Given entries Block Start
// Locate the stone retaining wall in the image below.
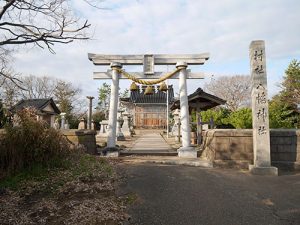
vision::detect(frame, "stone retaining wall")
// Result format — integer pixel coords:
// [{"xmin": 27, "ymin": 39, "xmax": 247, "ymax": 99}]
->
[
  {"xmin": 61, "ymin": 129, "xmax": 97, "ymax": 155},
  {"xmin": 0, "ymin": 129, "xmax": 97, "ymax": 155},
  {"xmin": 201, "ymin": 129, "xmax": 300, "ymax": 170}
]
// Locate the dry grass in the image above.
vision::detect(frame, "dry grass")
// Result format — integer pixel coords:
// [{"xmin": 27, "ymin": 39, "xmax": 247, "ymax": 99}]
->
[{"xmin": 0, "ymin": 155, "xmax": 129, "ymax": 225}]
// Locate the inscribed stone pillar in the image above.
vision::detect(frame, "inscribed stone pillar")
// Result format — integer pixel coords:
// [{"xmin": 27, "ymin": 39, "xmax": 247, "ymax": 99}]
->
[
  {"xmin": 249, "ymin": 40, "xmax": 277, "ymax": 175},
  {"xmin": 106, "ymin": 62, "xmax": 122, "ymax": 151},
  {"xmin": 176, "ymin": 62, "xmax": 197, "ymax": 158}
]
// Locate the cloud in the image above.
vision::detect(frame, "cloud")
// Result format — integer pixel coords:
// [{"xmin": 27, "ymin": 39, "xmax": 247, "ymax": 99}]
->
[{"xmin": 11, "ymin": 0, "xmax": 300, "ymax": 100}]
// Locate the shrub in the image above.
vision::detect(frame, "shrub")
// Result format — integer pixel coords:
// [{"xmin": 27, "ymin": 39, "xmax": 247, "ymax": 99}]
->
[
  {"xmin": 0, "ymin": 108, "xmax": 72, "ymax": 178},
  {"xmin": 199, "ymin": 108, "xmax": 231, "ymax": 127},
  {"xmin": 223, "ymin": 108, "xmax": 253, "ymax": 129}
]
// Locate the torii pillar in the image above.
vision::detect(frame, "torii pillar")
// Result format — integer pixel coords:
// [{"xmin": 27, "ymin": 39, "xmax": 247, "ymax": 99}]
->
[
  {"xmin": 88, "ymin": 53, "xmax": 209, "ymax": 157},
  {"xmin": 107, "ymin": 62, "xmax": 122, "ymax": 149},
  {"xmin": 177, "ymin": 62, "xmax": 196, "ymax": 158}
]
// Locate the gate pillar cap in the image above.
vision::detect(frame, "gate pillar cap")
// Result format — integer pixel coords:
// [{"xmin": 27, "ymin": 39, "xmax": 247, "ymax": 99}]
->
[
  {"xmin": 176, "ymin": 61, "xmax": 188, "ymax": 69},
  {"xmin": 110, "ymin": 62, "xmax": 122, "ymax": 68}
]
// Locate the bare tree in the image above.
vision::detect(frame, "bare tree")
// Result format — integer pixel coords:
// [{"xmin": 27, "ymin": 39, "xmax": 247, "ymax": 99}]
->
[
  {"xmin": 0, "ymin": 77, "xmax": 20, "ymax": 108},
  {"xmin": 54, "ymin": 80, "xmax": 86, "ymax": 124},
  {"xmin": 18, "ymin": 75, "xmax": 58, "ymax": 99},
  {"xmin": 0, "ymin": 0, "xmax": 105, "ymax": 86},
  {"xmin": 1, "ymin": 75, "xmax": 58, "ymax": 107},
  {"xmin": 0, "ymin": 47, "xmax": 24, "ymax": 89},
  {"xmin": 0, "ymin": 0, "xmax": 91, "ymax": 53},
  {"xmin": 204, "ymin": 75, "xmax": 251, "ymax": 112},
  {"xmin": 0, "ymin": 74, "xmax": 84, "ymax": 115}
]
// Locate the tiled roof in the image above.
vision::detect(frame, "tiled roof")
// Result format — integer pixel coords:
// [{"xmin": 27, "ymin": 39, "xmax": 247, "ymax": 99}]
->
[
  {"xmin": 10, "ymin": 98, "xmax": 61, "ymax": 114},
  {"xmin": 170, "ymin": 88, "xmax": 226, "ymax": 111},
  {"xmin": 128, "ymin": 85, "xmax": 174, "ymax": 104}
]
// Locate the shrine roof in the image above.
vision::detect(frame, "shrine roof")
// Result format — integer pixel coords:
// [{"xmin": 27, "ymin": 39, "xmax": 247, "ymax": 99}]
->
[
  {"xmin": 170, "ymin": 88, "xmax": 226, "ymax": 111},
  {"xmin": 121, "ymin": 85, "xmax": 174, "ymax": 104},
  {"xmin": 10, "ymin": 98, "xmax": 61, "ymax": 114}
]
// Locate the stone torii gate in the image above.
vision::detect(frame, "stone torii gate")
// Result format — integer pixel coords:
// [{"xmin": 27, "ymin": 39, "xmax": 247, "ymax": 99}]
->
[{"xmin": 88, "ymin": 53, "xmax": 209, "ymax": 158}]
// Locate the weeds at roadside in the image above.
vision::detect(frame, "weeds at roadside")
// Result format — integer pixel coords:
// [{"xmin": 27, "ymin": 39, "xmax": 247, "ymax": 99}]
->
[{"xmin": 0, "ymin": 154, "xmax": 129, "ymax": 225}]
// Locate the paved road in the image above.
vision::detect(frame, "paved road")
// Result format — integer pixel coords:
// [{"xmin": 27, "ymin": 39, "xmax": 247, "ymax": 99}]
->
[{"xmin": 118, "ymin": 163, "xmax": 300, "ymax": 225}]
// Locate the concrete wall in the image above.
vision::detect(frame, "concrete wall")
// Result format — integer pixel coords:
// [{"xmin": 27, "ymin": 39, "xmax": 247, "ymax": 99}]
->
[
  {"xmin": 201, "ymin": 129, "xmax": 300, "ymax": 170},
  {"xmin": 61, "ymin": 129, "xmax": 97, "ymax": 155}
]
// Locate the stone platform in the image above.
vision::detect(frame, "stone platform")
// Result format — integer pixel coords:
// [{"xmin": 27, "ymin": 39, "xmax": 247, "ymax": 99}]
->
[{"xmin": 121, "ymin": 132, "xmax": 178, "ymax": 156}]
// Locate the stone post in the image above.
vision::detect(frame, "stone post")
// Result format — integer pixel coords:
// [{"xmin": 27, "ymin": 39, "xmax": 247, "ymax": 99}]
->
[
  {"xmin": 54, "ymin": 118, "xmax": 60, "ymax": 129},
  {"xmin": 128, "ymin": 115, "xmax": 135, "ymax": 135},
  {"xmin": 173, "ymin": 109, "xmax": 181, "ymax": 142},
  {"xmin": 86, "ymin": 96, "xmax": 94, "ymax": 129},
  {"xmin": 122, "ymin": 110, "xmax": 131, "ymax": 137},
  {"xmin": 60, "ymin": 113, "xmax": 66, "ymax": 130},
  {"xmin": 249, "ymin": 40, "xmax": 278, "ymax": 175},
  {"xmin": 97, "ymin": 120, "xmax": 108, "ymax": 137},
  {"xmin": 91, "ymin": 119, "xmax": 96, "ymax": 130},
  {"xmin": 196, "ymin": 106, "xmax": 202, "ymax": 145},
  {"xmin": 176, "ymin": 62, "xmax": 196, "ymax": 158},
  {"xmin": 106, "ymin": 62, "xmax": 122, "ymax": 151},
  {"xmin": 166, "ymin": 81, "xmax": 169, "ymax": 138},
  {"xmin": 116, "ymin": 107, "xmax": 125, "ymax": 140},
  {"xmin": 78, "ymin": 118, "xmax": 86, "ymax": 129},
  {"xmin": 117, "ymin": 116, "xmax": 125, "ymax": 141}
]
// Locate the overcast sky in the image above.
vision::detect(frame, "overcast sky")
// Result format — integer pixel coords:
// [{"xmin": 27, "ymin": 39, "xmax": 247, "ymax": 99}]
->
[{"xmin": 12, "ymin": 0, "xmax": 300, "ymax": 104}]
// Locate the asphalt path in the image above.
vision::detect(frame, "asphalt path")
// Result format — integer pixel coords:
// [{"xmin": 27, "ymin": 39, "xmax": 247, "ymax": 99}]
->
[{"xmin": 118, "ymin": 163, "xmax": 300, "ymax": 225}]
Given entries Block End
Exercise details: Only the number is wanted: how many lines in the entries above include the word "gate"?

Reply: 4